Exercise:
Copy every item below word for word, keeping each line in its original order.

Input data:

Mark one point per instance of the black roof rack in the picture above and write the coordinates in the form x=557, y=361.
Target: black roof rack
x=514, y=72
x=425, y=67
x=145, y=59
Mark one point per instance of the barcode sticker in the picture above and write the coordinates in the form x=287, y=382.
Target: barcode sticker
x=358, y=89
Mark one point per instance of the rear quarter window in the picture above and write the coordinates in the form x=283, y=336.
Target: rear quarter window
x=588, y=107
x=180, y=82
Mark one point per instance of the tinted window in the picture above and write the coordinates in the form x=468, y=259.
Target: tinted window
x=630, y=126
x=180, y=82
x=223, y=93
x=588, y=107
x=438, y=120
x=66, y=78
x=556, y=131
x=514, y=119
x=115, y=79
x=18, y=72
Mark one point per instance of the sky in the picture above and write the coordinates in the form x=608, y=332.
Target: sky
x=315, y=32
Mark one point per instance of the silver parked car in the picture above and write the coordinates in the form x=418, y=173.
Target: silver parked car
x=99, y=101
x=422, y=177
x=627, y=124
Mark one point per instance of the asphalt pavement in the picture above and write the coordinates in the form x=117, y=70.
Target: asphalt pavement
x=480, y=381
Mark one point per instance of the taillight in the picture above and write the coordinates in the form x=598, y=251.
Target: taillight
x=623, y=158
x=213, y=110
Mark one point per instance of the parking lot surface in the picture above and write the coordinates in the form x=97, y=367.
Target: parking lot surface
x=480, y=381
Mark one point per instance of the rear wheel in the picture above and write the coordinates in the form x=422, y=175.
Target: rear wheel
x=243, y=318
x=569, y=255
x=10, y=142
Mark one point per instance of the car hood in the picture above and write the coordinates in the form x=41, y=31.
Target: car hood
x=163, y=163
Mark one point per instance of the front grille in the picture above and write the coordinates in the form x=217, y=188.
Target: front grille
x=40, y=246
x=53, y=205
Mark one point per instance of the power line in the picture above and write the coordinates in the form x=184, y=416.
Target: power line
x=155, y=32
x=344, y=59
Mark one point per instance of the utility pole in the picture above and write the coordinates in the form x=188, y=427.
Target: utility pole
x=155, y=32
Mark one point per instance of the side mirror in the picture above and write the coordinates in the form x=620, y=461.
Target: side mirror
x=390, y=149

Correct result:
Mark one point per instance of the black roof rack in the picture above and write the coordinates in the form x=557, y=361.
Target: black roof rack
x=514, y=72
x=425, y=67
x=145, y=59
Mark one point per instance of the barcode sticker in the picture above and write the coordinates in the form x=287, y=382.
Target: barcode sticker
x=358, y=89
Mark one point per instance of the rear quarter window in the picture above and write the coordinates in the form x=283, y=336.
Target: rear quarter window
x=588, y=107
x=180, y=82
Mark one point per instance of the tinted window in the picture above and write the coordinates in the form x=468, y=259.
Target: tinted window
x=630, y=126
x=180, y=82
x=223, y=93
x=588, y=107
x=438, y=120
x=66, y=78
x=556, y=131
x=514, y=119
x=115, y=79
x=18, y=72
Mark one point per instance of the sky in the picture above and write the coordinates in the form x=608, y=332.
Target: sky
x=315, y=32
Mark one point per instance of the silver parked car in the picture above and write the coordinates in the form x=418, y=173.
Target: silver parked car
x=99, y=101
x=422, y=177
x=627, y=124
Mark one point per instance of the asphalt pavement in the picture above and write the coordinates in the form x=117, y=70.
Target: asphalt pavement
x=480, y=381
Mark one point per instance of the taillight in the picture above and write the coordinates in the form x=598, y=251.
Target: taillight
x=623, y=158
x=213, y=110
Mark one point per instance of the parking lot surface in the picture above and write the coordinates in the form x=97, y=367.
Target: parking lot surface
x=480, y=381
Mark one point per instance of the rear wheel in the picture above and write the coordinates in the form x=422, y=175.
Target: rear wheel
x=243, y=318
x=569, y=255
x=10, y=142
Mark one point per instance of the car hood in the picture above and write the coordinates in the form x=41, y=31.
Target: car hood
x=163, y=163
Mark one point per instance of the front grille in the picture above and write the coordinates in the form x=217, y=188.
Target: front grille
x=40, y=246
x=53, y=205
Mark one point per instance of the power line in the picture above and write the coordinates in the form x=184, y=416.
Target: power line
x=155, y=32
x=344, y=59
Mark one point per instance of the utility pole in the picture above and write the coordinates in the form x=188, y=427.
Target: utility pole
x=155, y=32
Mark one point per instance of the side mirror in the picture above and write the coordinates in the form x=620, y=461.
Target: side mirror
x=390, y=149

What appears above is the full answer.